Stored dataset items:
• • • • •

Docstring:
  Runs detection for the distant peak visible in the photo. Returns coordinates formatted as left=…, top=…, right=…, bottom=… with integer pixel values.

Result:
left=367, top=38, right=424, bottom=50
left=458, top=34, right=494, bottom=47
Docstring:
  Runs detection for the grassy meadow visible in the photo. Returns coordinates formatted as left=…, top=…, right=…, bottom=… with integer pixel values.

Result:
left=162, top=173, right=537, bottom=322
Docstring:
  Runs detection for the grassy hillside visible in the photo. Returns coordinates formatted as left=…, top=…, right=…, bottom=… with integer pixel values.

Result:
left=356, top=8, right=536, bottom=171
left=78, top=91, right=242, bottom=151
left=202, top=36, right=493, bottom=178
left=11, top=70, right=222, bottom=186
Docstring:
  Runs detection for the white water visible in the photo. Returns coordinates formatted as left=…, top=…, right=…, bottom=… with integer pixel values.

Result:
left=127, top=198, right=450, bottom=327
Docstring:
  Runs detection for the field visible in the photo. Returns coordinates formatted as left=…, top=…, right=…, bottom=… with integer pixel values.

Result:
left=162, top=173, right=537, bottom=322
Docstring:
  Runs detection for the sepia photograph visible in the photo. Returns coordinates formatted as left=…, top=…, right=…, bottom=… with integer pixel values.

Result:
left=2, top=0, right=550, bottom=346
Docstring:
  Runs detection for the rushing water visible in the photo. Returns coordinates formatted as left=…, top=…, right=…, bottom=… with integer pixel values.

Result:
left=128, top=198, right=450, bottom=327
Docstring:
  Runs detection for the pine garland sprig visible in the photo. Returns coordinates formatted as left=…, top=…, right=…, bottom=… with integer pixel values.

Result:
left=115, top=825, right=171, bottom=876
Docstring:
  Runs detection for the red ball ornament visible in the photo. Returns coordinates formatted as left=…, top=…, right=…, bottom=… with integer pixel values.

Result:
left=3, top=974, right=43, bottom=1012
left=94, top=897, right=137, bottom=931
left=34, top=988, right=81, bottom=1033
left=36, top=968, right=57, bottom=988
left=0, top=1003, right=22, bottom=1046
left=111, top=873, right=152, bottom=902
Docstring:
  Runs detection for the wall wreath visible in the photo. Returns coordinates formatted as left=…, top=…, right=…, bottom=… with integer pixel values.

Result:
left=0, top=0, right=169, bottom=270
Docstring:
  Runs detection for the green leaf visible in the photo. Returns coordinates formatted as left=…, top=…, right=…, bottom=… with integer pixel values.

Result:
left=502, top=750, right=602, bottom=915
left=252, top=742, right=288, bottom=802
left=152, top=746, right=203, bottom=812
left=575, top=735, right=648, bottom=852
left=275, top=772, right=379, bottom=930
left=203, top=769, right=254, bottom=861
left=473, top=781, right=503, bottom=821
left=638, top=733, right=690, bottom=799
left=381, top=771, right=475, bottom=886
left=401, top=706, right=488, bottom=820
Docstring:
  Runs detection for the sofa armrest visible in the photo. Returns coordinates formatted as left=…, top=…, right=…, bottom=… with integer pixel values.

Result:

• • • • •

Your task
From the records above, please extract every line and repeat it exactly.

Output of the task
Docstring:
  Runs detection for the distant peak visible in the photo. Returns coordinates formatted as left=…, top=…, right=…, bottom=… with integer pixel values.

Result:
left=367, top=38, right=424, bottom=50
left=458, top=34, right=494, bottom=47
Docstring:
  Runs detection for the grassy meadow visible in the photo. Returns coordinates formatted as left=…, top=…, right=…, bottom=… with integer pixel values.

Result:
left=162, top=173, right=537, bottom=322
Docstring:
  Runs detection for the grassy hillside visible in the photo. Returns coordinates formatted as left=…, top=…, right=…, bottom=… with integer pixel values.

Result:
left=356, top=8, right=536, bottom=171
left=78, top=91, right=242, bottom=151
left=202, top=36, right=493, bottom=178
left=11, top=70, right=222, bottom=186
Docstring:
  Runs detection for the white water visible in the photo. Returns coordinates formatted as left=…, top=…, right=…, bottom=… with integer pixel values.

Result:
left=127, top=198, right=450, bottom=327
Docstring:
  Runs detection for the field visible in the photo. Returns coordinates formatted as left=…, top=…, right=…, bottom=… with integer pixel values.

Result:
left=162, top=173, right=537, bottom=322
Docstring:
  Runs detection for the sepia photograph visible in the photo. Returns coordinates formatted as left=…, top=…, right=…, bottom=… with integer pixel values.

Result:
left=2, top=0, right=550, bottom=346
Docstring:
  Runs detection for the rushing water visible in the photo. Returns coordinates formatted as left=…, top=…, right=…, bottom=… with integer pixel values.

Result:
left=128, top=198, right=450, bottom=327
Docstring:
  Runs detection for the pine garland sprig visible in the photo. Returns coordinates formatted as left=…, top=…, right=…, bottom=… with integer pixel values.

Result:
left=115, top=825, right=171, bottom=876
Docstring:
  Runs detection for the red ball ornament visible in the photo. Returns coordinates formatted as left=…, top=…, right=…, bottom=… with integer pixel values.

Result:
left=3, top=974, right=43, bottom=1012
left=94, top=897, right=137, bottom=931
left=34, top=988, right=81, bottom=1033
left=36, top=968, right=57, bottom=988
left=0, top=1003, right=22, bottom=1046
left=111, top=873, right=152, bottom=902
Docstring:
  Runs detection for the wall wreath visible in the photo. Returns coordinates formatted as left=…, top=…, right=…, bottom=… with integer pixel values.

Result:
left=0, top=0, right=169, bottom=270
Docstring:
  Runs detection for the green leaf visible in the photo. Returns coordinates formatted as left=…, top=…, right=…, bottom=… with integer pixel values.

Result:
left=502, top=750, right=602, bottom=915
left=252, top=742, right=288, bottom=802
left=152, top=746, right=203, bottom=812
left=575, top=735, right=648, bottom=852
left=275, top=772, right=379, bottom=930
left=203, top=769, right=254, bottom=861
left=473, top=781, right=503, bottom=821
left=638, top=733, right=690, bottom=799
left=381, top=771, right=475, bottom=886
left=401, top=706, right=488, bottom=820
Docstring:
  Runs detection for the sofa armrest visible in the photo. Returns coordinates formatted as left=…, top=…, right=…, bottom=… with integer pixel values.

Result:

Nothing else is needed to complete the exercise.